(Task goal) Each entry is to be given again exactly; drop the images.

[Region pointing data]
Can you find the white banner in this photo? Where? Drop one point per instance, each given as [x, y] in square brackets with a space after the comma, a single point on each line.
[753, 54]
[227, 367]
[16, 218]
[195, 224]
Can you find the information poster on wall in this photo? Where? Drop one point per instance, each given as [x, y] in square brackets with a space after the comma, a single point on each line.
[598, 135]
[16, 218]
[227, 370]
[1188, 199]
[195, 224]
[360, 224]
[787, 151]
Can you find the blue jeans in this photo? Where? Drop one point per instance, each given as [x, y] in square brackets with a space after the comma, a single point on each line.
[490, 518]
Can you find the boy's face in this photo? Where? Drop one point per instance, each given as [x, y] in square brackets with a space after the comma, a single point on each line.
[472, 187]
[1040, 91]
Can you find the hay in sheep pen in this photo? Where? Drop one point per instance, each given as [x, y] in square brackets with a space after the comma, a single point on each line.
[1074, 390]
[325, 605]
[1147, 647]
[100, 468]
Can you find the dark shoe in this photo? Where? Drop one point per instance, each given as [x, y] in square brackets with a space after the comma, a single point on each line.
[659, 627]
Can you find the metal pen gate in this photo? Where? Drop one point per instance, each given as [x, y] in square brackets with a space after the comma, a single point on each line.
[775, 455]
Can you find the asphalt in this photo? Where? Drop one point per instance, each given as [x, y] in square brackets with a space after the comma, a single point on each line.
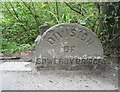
[23, 76]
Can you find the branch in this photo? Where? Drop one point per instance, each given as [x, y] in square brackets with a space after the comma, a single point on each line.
[73, 8]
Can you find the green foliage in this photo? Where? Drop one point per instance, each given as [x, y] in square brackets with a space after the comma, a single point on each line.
[21, 20]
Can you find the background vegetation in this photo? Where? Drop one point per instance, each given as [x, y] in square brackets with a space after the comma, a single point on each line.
[21, 21]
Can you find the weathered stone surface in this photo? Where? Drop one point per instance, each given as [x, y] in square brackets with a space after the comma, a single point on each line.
[65, 45]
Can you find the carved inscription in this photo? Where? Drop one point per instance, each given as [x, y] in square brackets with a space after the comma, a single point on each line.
[68, 44]
[82, 35]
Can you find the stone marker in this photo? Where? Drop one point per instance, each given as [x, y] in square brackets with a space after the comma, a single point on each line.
[64, 46]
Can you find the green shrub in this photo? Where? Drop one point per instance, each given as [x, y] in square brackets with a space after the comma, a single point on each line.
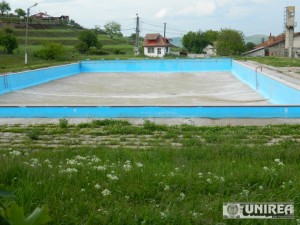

(Output for this task)
Can you find the white banner in this photo? Where? Drop one point per instance, each given as [x, y] in square brackets with a space after the comma, a single point on each line.
[753, 54]
[227, 367]
[16, 218]
[195, 224]
Can you find the information poster on wall in this photo? Where? Drop one point per instance, each given as [x, y] in square brackets with a space after the comma, a single point on each line.
[598, 135]
[16, 218]
[227, 370]
[1188, 199]
[195, 224]
[360, 224]
[787, 151]
Can you find the blue jeans in this photo? Where? Drop one point per instance, each given as [x, y] in square brackets with a space after the comma, a single point on each line.
[490, 518]
Can you find the boy's face in this photo? Where? Drop one point per instance, each given as [x, y] in square brackets with a space after the comma, a single point on each line.
[472, 187]
[1040, 91]
Can you find the hay in sheep pen in this photo? Where? Drop one point per instance, each given as [x, y] in square brackets with a space after the comma, a single point on each line.
[1074, 390]
[325, 605]
[1147, 647]
[100, 468]
Can you find the dark shoe in this photo? Where? Drop one point per instance, each given as [x, y] in square brackets with a space after the comma, a single point on each line.
[659, 627]
Can you find the metal pen gate in this photo? Where? Drop one point per instance, each given as [x, y] in square brackets with a space after the comma, a single point on each line.
[775, 455]
Can you find the asphalt in this photo? Where? Drop one point per instance, each given as [x, y] in square brackets with a space after the comma, a single point on each line.
[23, 76]
Can you find the branch in this photo? Where? Drop one point per instance, each given as [x, y] in square brackets with a space after the comma, a single point on each line.
[73, 8]
Can you find the green foliage in this photo? Where? Drop one point per instance, each given as [x, y] in square brackets with a space after the comma, a single point on each line.
[21, 20]
Can you find the background vegetation in this photo? Where? Drop one point per instance, each given as [x, y] in square brackets with a space after the comma, a single point on each line.
[21, 21]
Can you find the weathered stone surface in this photo? Where? Drop one point per instance, each given as [x, y] in square brackets with a space after the comma, a single point on each line.
[65, 45]
Can you find the carved inscription in this photo? Where? Drop one point per instance, each given as [x, y] in square brackets with a space after the comma, a single point on each line.
[68, 44]
[82, 35]
Can you find the stone marker in this photo? Where? Drop one point per instance, each given as [x, y] in square brackets with a space after the comma, a single point on each line.
[64, 46]
Can you find the green shrub in this photo? Where? Drop one point per instance, each given as [x, y] in square brackets with a space after the comma, a single point on each line.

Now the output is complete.